**Data provided:**

****************

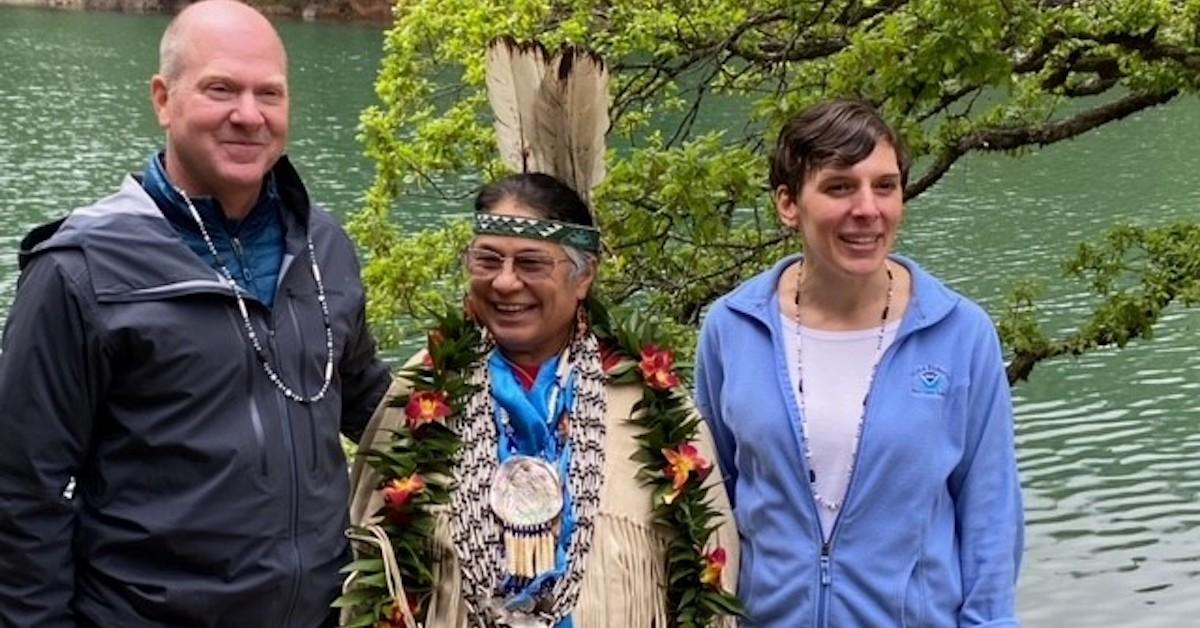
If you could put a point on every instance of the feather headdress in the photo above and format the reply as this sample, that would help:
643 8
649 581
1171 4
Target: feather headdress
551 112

****************

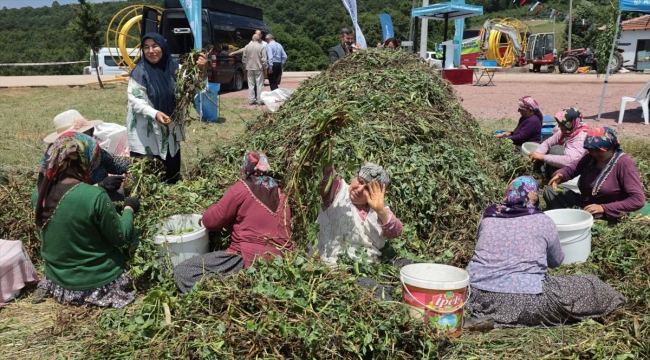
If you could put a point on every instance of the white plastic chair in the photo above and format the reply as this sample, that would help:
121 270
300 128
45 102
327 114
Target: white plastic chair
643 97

****************

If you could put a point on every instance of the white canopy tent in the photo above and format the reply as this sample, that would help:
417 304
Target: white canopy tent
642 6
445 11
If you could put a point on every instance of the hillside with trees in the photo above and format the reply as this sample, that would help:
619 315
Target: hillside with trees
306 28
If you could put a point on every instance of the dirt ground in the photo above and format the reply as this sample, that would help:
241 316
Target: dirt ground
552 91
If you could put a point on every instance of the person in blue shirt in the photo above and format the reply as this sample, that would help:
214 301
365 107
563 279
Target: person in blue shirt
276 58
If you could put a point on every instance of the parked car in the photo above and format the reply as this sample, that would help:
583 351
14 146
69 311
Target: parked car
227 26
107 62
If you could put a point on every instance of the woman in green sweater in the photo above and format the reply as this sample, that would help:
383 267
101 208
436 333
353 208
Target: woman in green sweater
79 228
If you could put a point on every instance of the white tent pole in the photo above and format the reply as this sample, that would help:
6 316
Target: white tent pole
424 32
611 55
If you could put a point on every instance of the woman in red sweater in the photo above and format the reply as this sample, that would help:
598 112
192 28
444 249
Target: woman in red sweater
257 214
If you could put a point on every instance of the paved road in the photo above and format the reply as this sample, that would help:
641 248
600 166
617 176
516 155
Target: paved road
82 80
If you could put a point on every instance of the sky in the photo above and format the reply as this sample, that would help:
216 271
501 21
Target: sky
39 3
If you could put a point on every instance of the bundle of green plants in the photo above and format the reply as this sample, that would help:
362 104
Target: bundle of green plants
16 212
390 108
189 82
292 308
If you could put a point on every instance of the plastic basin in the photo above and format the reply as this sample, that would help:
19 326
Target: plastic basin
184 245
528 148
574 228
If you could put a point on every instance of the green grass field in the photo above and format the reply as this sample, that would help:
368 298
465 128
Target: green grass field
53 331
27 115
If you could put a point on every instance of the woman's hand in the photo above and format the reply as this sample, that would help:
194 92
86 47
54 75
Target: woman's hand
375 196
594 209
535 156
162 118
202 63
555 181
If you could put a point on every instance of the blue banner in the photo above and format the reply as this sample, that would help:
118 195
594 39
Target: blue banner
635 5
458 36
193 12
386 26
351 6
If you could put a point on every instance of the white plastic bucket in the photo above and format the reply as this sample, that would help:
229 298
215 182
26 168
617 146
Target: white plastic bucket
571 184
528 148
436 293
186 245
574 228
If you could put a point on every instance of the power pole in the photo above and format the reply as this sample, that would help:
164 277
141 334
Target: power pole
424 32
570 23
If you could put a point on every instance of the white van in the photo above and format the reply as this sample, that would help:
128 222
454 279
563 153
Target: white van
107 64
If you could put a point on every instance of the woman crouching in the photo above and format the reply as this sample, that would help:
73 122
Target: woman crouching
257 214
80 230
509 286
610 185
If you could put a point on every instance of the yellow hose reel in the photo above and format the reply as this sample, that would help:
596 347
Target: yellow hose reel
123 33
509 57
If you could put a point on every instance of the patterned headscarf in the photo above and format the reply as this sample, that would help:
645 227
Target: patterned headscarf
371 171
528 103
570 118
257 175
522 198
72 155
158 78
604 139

****************

**Your instructions:** Identify every line in the entries above that contains the string "ground", and copy each of those lines in full.

**Answer to the exercise:**
If you could put a point on every instance of the dirt ground in the photo above and format the reply as this sample, that would help:
Target: dirt ground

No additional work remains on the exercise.